● What to produce:
Rewrite all of the material below, changing each "never more" to "no more" and keeping everything else the same.

START Information provided

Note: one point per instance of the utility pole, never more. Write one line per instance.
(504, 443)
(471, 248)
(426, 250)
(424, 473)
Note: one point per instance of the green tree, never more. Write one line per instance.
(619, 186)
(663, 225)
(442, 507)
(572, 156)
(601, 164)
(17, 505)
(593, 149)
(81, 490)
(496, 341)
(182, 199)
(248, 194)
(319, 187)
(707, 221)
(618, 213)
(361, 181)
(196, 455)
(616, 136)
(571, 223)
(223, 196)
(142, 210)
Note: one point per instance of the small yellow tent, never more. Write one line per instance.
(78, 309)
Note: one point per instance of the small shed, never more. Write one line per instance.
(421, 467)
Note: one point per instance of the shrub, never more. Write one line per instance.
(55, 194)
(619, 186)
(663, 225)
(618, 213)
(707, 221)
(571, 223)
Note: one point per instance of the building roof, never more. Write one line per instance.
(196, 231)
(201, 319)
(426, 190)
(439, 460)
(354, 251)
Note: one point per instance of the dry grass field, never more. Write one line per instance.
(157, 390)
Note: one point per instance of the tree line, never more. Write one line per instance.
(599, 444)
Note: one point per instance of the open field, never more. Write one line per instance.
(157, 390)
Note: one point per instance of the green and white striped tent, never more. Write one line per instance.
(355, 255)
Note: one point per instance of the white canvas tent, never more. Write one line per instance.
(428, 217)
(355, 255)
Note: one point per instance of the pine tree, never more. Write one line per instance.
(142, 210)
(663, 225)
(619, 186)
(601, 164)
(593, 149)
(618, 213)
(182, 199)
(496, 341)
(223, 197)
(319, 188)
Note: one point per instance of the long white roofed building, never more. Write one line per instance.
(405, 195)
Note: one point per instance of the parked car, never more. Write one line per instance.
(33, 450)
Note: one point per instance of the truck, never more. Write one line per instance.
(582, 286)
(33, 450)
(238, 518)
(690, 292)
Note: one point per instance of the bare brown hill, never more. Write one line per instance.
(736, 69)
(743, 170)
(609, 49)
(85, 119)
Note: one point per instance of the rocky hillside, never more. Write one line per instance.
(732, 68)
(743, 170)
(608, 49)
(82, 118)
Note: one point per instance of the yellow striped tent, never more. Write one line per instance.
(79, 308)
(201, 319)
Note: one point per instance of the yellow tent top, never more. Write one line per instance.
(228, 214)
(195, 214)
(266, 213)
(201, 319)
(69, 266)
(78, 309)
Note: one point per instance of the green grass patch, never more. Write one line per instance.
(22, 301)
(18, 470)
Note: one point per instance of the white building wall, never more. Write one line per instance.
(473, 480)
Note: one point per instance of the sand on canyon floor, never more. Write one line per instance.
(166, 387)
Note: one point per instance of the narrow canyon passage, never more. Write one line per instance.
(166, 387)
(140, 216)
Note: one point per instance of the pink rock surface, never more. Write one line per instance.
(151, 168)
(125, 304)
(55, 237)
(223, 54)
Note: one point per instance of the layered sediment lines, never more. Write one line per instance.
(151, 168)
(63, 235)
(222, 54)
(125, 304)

END Information provided

● Output of the exercise:
Note: one point per instance of the utility pole, no more. Write one line per instance.
(504, 443)
(471, 248)
(426, 250)
(424, 473)
Note: one point per instance of the green tree, no more. Write one line per instance.
(619, 186)
(663, 225)
(442, 507)
(572, 156)
(601, 164)
(17, 505)
(593, 149)
(81, 490)
(496, 341)
(182, 199)
(248, 194)
(319, 187)
(707, 221)
(618, 213)
(361, 181)
(196, 455)
(616, 136)
(571, 223)
(223, 196)
(142, 210)
Note: one point per instance of the small yellow tent, no more. Write one line per instance.
(78, 309)
Note: one point per instance of the small shed, no more. Write one line per instance.
(421, 467)
Note: one point per instance of the shrub, no more. Write one line per instance.
(55, 194)
(619, 186)
(663, 225)
(618, 213)
(707, 221)
(571, 223)
Note: one point per instance of the building roof, no more. Write one line per instance.
(196, 231)
(201, 319)
(426, 190)
(439, 460)
(354, 251)
Note: one point per instance of the dry grass field, no more. Write one line per instance.
(157, 390)
Note: one point per instance of the tree line, no more. Write one line per instance.
(599, 444)
Note: one point per instance of the open field, no more. Write one line per instance.
(157, 390)
Note: one point per instance of the green and white striped tent, no more. Write one line per instance.
(355, 255)
Note: one point per instance of the white canvas tent, no more. Write one line per instance.
(428, 217)
(355, 255)
Note: one point per instance of the pine tree, no more. Write one line per instance.
(142, 210)
(663, 225)
(619, 186)
(601, 164)
(593, 149)
(618, 213)
(182, 199)
(496, 341)
(223, 197)
(319, 188)
Note: one point per instance of the long white roofed building, no more. Write one line per instance.
(405, 195)
Note: one point per instance of the parked car, no more. Write one line per instance.
(33, 450)
Note: one point per instance of the truck, no more. Write one line per instance.
(582, 286)
(33, 450)
(238, 518)
(690, 292)
Note: one point per instance of the bare brown hill, no more. Write one line per instance.
(736, 69)
(743, 170)
(609, 49)
(85, 119)
Note: one point per instance of the rocky hillside, no more. Write one line per instance.
(732, 68)
(743, 170)
(608, 49)
(82, 118)
Note: one point per instance of the yellow striped tent, no more. Write one line per instance.
(79, 308)
(201, 319)
Note: one point per instance of the yellow tent top, no more. Write one line per instance.
(228, 214)
(195, 214)
(266, 213)
(201, 319)
(69, 266)
(78, 309)
Note: one point per instance of the green grass patch, no more. Write one line per instance.
(22, 301)
(18, 470)
Note: one point per instance of the white building wall, no more. Write one line per instance.
(473, 480)
Note: one point per instance of the sand on canyon floor, no more. Write one line per instance.
(166, 387)
Note: one point per instance of the narrow canyon passage, no more. Write one line per instance.
(166, 387)
(140, 216)
Note: one point per instance of the pink rock surface, no more. Write one line per instance.
(151, 168)
(125, 304)
(55, 237)
(223, 54)
Note: one point per instance of the layered sediment lines, no more. Write one line per instance.
(151, 168)
(63, 235)
(222, 54)
(125, 304)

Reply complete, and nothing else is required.